- [PROBLEM] Rewrite everything from the line containing "Practice. Pick out the chimpanzee ear" down to the end of the data, replacing "set a marker" with "place a pin" and leaving all else unchanged. Leave the pictures out of your answer.

** Start **

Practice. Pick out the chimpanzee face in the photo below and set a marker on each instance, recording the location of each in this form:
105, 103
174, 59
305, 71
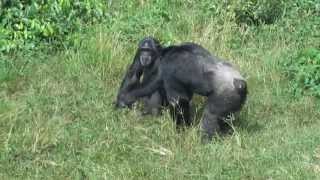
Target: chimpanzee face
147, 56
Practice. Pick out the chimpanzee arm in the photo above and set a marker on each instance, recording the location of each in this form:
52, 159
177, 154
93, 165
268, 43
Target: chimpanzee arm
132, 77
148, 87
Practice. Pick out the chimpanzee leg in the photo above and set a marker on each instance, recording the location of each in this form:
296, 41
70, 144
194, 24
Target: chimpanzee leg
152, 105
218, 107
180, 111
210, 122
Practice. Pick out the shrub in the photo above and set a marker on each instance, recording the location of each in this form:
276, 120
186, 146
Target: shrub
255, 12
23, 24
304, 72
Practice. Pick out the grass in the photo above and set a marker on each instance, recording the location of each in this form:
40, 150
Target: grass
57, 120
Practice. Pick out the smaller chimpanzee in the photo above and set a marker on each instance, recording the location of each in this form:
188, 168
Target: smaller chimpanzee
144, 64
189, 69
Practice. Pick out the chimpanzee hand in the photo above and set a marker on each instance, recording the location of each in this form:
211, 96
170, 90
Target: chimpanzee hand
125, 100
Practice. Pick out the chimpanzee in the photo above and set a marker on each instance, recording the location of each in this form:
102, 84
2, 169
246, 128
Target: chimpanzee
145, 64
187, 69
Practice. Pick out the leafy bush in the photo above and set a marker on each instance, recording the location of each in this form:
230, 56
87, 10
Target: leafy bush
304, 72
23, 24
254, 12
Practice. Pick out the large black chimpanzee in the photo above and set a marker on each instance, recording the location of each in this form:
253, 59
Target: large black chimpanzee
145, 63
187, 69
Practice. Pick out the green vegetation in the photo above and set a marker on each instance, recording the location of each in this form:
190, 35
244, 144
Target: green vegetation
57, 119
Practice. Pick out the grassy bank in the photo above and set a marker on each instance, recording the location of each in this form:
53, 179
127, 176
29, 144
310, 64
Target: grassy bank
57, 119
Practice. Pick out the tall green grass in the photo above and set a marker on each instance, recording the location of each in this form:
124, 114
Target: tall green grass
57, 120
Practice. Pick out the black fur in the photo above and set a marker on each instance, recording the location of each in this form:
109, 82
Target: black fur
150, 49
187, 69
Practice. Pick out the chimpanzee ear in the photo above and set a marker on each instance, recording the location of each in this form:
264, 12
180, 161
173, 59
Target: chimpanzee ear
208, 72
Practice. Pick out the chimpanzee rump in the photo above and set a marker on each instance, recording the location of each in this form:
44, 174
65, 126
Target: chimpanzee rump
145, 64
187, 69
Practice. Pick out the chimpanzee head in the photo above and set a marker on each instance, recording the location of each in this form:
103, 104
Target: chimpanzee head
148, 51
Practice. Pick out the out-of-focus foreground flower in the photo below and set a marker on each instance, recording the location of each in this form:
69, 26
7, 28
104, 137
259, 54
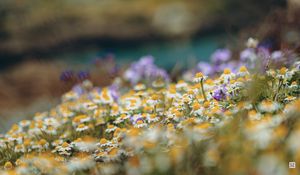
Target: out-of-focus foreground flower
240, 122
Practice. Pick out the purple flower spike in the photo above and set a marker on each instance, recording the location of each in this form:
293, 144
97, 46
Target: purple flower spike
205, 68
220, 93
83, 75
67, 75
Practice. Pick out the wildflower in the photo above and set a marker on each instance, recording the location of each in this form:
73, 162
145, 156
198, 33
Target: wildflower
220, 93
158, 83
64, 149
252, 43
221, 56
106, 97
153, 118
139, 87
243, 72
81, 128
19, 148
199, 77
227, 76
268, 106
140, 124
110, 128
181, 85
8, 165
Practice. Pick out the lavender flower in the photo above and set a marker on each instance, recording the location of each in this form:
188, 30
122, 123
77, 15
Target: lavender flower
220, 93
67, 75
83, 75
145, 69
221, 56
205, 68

** End **

- [SOLUTION TO THE PROBLEM]
Practice. Pick out the chimpanzee ear in the photo above and place a pin on each instance, recording the location of each in this form:
264, 12
180, 161
173, 59
Target: chimpanzee ear
208, 72
Practice. Pick out the chimpanzee rump in the photo above and place a pin on each instance, recording the location of each in this form:
44, 174
65, 126
Target: chimpanzee rump
145, 64
187, 69
Practice. Pick out the chimpanzee head in the photo above and place a pin on each instance, recording the location of each in this form:
103, 104
Target: chimpanzee head
148, 51
Practice. Pick out the out-of-focus foreground flower in the photo below and place a pin on each instance, recording the location of each in this form:
69, 26
7, 28
104, 137
259, 54
Target: out-of-focus foreground flower
240, 122
Practice. Pick out the purple flower spike in the photo above and place a pin on each instance, recording the location of each in this form:
293, 144
97, 46
Target: purple flower spike
205, 68
220, 93
83, 75
67, 75
Practice. Pick out the wildflower in the photo above and place a pin on each instance, recording the location of each in this form:
73, 162
145, 156
198, 33
Target: wildflower
220, 93
158, 83
64, 149
252, 43
221, 56
106, 97
153, 118
139, 87
243, 72
81, 128
19, 148
199, 77
227, 76
268, 106
140, 124
110, 128
181, 85
8, 165
Practice. Pick out the lavender flower in the photo above and place a pin on each instance, recording the location of each in this form:
188, 30
122, 123
77, 15
Target: lavender flower
220, 93
67, 75
83, 75
145, 69
221, 56
205, 68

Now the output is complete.